▶ **Work to complete**:
Copy the items from the line with "pull with a single point, one per instance." through the last item, keeping each request, and offset every coordinate in the answers by adding 113.

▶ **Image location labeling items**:
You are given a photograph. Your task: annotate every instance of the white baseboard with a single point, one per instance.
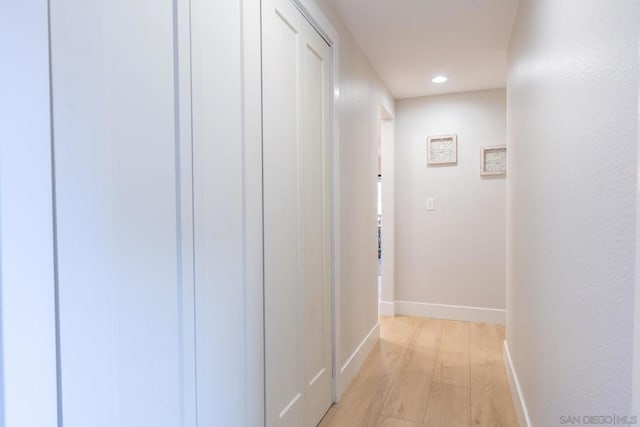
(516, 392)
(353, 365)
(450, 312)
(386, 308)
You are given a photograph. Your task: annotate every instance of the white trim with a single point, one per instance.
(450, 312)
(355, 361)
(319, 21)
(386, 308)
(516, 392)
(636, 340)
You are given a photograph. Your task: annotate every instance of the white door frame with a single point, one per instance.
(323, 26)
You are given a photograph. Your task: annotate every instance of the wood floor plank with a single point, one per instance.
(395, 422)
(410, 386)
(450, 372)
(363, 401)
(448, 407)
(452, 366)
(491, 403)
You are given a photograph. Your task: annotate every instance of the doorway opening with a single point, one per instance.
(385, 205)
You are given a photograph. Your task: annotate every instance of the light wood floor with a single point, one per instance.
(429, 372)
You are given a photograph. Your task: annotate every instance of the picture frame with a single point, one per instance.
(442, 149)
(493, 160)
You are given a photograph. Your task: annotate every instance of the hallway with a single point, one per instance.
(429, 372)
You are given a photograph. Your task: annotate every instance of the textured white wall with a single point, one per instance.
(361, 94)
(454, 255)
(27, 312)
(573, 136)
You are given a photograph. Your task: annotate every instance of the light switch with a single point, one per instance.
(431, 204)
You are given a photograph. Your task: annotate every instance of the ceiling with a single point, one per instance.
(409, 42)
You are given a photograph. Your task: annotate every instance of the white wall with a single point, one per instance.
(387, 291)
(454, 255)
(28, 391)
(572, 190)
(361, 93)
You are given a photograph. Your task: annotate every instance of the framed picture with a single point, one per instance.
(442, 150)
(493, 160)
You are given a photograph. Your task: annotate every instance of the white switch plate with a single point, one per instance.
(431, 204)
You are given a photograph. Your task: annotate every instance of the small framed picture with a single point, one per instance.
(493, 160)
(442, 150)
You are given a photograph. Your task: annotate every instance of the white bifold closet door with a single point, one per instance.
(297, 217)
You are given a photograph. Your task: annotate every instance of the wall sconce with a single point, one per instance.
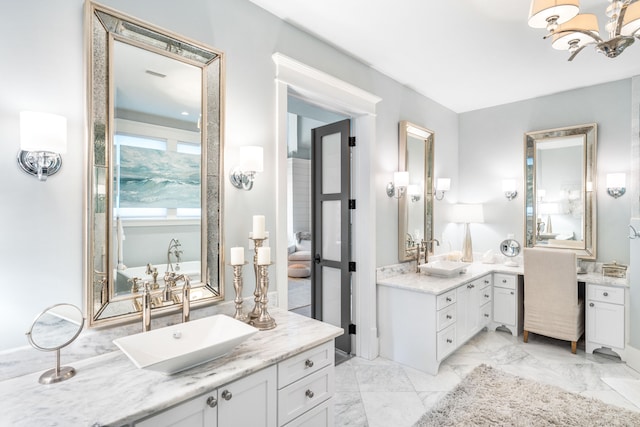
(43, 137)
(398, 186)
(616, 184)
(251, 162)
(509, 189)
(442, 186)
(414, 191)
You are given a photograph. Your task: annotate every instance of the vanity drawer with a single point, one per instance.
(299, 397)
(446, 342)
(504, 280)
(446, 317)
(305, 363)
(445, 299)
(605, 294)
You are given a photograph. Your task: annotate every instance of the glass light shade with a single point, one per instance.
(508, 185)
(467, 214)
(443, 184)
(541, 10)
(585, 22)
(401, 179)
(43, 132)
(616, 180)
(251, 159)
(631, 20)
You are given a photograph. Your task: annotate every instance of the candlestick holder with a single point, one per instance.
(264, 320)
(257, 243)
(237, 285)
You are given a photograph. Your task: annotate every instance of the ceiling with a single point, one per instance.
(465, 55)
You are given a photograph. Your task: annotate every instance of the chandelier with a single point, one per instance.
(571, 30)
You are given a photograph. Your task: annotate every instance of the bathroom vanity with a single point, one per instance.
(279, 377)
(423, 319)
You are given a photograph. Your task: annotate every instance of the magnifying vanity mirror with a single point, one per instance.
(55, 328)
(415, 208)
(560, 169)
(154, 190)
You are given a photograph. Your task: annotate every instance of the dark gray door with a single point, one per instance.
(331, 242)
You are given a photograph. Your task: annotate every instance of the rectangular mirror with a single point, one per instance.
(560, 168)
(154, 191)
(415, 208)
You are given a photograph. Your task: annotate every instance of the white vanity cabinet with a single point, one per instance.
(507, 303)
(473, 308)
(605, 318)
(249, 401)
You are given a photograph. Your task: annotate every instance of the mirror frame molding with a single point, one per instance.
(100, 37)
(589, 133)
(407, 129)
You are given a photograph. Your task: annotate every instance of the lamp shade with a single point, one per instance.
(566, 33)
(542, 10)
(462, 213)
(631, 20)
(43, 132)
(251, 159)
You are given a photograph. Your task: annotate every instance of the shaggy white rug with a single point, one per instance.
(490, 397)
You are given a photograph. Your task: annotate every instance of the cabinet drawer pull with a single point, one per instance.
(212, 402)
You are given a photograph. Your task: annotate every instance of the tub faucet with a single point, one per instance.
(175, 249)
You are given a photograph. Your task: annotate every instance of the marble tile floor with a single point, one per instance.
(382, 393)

▶ **Result for this exercise**:
You are given a photograph. Your task: annotate every instance of the cabinet drawer pull with a single point, one per instance.
(325, 515)
You are given a photograph. Your task: annotate every instance of the tub faucet with a single point, one per instance.
(288, 362)
You are given a photograph. Your task: annotate every instance of the marble tile floor with a single point, one per instance.
(495, 506)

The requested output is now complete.